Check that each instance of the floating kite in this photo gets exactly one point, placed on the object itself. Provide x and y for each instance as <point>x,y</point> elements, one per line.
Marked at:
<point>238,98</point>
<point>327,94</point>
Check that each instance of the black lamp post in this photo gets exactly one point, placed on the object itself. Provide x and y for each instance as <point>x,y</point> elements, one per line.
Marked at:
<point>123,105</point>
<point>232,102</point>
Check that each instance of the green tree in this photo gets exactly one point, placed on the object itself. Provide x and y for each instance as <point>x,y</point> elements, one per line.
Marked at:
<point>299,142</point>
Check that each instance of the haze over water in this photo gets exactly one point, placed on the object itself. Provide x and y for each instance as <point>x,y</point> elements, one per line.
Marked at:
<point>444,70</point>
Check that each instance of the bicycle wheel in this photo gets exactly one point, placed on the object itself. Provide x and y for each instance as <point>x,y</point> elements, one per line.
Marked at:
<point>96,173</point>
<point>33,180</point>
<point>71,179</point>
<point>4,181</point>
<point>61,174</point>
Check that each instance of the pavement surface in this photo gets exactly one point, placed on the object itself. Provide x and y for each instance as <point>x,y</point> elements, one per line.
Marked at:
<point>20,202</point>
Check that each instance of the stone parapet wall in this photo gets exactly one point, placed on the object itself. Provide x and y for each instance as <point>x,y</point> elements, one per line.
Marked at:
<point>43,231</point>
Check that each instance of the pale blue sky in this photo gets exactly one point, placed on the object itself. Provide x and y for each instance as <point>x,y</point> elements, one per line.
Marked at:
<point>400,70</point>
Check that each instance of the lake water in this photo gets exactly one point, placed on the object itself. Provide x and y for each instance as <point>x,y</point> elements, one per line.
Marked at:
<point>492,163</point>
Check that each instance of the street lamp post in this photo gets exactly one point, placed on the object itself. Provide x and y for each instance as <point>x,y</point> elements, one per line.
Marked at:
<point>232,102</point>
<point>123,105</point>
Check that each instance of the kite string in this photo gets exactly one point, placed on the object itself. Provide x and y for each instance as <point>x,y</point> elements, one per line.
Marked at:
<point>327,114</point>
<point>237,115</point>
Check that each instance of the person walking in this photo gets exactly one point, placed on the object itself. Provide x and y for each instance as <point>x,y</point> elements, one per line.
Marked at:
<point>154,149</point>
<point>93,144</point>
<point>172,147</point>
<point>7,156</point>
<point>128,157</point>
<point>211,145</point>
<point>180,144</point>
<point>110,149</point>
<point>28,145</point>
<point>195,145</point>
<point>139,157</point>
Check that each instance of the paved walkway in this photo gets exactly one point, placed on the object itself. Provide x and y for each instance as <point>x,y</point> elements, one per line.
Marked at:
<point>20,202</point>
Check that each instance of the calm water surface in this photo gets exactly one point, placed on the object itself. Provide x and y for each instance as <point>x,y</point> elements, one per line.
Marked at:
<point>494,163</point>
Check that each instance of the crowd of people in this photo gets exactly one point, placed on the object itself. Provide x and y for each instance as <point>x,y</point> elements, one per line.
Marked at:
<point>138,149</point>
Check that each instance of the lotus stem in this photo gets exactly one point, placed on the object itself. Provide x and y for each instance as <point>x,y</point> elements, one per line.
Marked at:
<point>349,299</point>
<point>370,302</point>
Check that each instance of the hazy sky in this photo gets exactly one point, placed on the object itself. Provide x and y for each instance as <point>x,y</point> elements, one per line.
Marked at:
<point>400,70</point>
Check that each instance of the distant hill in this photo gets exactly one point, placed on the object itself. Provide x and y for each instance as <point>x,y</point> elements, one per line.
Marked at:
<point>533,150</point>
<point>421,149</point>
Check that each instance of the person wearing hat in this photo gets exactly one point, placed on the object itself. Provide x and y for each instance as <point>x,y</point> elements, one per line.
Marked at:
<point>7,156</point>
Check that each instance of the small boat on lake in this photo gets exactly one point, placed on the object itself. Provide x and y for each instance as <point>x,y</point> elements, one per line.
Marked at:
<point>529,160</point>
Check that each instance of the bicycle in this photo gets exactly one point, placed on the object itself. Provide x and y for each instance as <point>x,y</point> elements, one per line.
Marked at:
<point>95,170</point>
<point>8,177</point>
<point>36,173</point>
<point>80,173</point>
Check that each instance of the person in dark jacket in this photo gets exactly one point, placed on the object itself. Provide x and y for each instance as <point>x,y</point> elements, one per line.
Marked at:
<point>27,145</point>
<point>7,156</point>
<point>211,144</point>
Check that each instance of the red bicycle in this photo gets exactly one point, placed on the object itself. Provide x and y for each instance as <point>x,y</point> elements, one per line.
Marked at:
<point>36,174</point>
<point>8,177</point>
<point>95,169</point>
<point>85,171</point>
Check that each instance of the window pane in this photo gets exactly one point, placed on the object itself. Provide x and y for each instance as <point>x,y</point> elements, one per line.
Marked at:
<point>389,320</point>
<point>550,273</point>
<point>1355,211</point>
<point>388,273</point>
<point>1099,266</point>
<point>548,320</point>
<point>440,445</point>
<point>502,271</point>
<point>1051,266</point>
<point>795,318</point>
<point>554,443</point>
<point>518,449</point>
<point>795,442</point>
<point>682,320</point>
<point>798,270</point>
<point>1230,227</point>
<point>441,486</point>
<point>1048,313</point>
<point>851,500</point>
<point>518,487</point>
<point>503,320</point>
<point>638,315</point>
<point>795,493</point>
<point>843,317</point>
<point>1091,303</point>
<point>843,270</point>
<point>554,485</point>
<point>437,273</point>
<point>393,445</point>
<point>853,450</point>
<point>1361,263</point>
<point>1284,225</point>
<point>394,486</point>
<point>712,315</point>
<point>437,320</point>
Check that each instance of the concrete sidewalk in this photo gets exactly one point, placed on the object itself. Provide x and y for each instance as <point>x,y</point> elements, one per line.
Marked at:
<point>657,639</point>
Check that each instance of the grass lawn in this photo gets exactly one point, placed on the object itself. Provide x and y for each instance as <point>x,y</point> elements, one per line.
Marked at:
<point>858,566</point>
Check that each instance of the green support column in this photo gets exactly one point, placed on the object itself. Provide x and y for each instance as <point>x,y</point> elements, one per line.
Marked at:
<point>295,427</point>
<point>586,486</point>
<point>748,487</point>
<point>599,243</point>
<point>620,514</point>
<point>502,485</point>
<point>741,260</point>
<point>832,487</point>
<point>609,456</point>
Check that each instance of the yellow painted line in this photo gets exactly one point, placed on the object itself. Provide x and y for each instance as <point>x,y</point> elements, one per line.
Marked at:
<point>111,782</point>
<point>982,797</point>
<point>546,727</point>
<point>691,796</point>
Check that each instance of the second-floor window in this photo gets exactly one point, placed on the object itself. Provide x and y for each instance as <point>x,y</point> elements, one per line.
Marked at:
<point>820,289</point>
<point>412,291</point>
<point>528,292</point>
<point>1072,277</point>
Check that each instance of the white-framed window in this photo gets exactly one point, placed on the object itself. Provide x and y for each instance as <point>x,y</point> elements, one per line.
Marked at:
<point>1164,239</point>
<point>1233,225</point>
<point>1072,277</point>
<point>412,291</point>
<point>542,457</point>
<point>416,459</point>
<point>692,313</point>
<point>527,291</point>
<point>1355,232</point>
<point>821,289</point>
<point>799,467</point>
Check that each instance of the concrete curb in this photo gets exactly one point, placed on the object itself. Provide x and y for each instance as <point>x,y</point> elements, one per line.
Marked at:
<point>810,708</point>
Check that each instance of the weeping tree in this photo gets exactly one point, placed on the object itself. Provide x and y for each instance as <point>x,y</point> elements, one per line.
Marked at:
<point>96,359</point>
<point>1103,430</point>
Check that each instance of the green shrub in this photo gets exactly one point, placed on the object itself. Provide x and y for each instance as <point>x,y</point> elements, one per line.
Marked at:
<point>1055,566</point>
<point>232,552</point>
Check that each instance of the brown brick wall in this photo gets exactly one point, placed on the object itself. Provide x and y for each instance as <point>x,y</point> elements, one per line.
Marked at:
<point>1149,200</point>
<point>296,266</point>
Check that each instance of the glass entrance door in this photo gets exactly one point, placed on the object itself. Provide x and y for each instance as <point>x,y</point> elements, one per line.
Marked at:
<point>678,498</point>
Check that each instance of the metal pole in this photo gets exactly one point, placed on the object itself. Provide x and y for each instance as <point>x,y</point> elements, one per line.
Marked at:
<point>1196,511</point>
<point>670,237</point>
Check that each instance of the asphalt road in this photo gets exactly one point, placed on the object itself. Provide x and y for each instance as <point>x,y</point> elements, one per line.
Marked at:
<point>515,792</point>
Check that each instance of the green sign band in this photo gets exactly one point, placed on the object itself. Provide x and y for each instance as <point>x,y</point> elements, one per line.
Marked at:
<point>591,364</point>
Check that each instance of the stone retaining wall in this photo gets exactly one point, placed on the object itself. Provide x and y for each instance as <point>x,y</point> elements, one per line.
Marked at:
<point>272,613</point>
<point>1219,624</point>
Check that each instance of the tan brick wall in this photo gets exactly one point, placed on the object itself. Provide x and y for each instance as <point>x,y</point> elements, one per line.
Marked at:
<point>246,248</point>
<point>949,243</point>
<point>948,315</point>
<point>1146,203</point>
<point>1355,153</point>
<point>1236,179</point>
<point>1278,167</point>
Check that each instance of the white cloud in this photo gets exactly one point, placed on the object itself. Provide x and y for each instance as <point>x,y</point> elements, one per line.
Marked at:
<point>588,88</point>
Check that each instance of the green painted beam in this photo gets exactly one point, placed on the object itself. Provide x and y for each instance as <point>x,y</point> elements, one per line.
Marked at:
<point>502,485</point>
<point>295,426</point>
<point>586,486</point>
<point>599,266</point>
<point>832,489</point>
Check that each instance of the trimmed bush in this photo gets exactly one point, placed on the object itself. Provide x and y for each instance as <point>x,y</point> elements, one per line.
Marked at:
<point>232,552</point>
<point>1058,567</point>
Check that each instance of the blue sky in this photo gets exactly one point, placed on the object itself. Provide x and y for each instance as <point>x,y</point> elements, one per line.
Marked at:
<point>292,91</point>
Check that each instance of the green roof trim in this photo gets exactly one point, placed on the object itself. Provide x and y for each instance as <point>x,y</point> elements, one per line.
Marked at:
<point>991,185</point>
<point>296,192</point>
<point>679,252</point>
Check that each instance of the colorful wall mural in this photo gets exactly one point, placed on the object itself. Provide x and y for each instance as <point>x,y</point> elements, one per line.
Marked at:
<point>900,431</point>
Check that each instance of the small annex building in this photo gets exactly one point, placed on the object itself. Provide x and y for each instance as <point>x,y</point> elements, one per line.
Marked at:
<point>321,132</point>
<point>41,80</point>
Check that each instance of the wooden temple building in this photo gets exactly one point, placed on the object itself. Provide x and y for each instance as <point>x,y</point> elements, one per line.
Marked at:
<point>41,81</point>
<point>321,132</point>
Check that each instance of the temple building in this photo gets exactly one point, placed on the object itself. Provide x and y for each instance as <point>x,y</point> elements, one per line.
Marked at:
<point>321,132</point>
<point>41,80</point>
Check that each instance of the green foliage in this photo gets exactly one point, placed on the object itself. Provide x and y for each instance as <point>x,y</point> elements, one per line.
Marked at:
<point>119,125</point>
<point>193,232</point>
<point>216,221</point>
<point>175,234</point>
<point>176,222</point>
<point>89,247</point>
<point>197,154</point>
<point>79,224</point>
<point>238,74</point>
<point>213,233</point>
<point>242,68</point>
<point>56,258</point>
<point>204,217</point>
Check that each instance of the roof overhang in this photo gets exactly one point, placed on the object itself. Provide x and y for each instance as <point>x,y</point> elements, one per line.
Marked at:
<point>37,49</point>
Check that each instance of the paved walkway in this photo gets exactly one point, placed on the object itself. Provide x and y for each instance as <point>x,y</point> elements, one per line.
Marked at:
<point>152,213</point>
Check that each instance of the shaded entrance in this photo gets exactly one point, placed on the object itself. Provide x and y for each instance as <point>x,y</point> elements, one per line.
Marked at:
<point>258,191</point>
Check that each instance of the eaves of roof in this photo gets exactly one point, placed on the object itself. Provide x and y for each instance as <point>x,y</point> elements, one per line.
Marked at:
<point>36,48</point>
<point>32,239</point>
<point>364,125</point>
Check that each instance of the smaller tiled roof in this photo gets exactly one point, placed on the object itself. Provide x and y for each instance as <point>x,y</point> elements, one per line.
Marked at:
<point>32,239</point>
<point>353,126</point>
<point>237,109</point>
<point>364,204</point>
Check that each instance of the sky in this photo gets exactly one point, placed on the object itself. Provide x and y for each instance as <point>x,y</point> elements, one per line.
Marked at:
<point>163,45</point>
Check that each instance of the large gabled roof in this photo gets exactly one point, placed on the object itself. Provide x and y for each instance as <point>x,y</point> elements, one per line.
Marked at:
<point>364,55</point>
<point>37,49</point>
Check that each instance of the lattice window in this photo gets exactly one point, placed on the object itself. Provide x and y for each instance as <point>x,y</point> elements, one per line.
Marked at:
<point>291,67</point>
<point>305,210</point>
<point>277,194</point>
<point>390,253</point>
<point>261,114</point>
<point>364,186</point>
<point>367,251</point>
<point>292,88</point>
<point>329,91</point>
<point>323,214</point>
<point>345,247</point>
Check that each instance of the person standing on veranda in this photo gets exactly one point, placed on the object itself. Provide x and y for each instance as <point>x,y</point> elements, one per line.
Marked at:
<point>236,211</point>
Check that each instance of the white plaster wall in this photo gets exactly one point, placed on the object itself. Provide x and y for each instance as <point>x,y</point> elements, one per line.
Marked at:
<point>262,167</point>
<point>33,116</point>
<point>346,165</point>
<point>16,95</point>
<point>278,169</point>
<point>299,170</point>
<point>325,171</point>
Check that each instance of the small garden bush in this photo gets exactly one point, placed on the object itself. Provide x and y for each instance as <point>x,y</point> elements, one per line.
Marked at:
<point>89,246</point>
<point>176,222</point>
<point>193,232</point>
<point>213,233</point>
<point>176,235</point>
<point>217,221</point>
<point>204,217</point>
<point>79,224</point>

> _ASSIGNMENT_
Show a copy of each line from the records above in which the string "kite" occurs.

> _TASK SOLUTION_
Check that each instance of the floating kite in this photo gets exactly one point, placed on the object itself. Provide x and y for each instance as <point>x,y</point> elements, one per line.
Check that each instance of the kite string in this photo gets exactly one point, placed on the object itself. Provide x and y for each instance as <point>x,y</point> elements, one per line.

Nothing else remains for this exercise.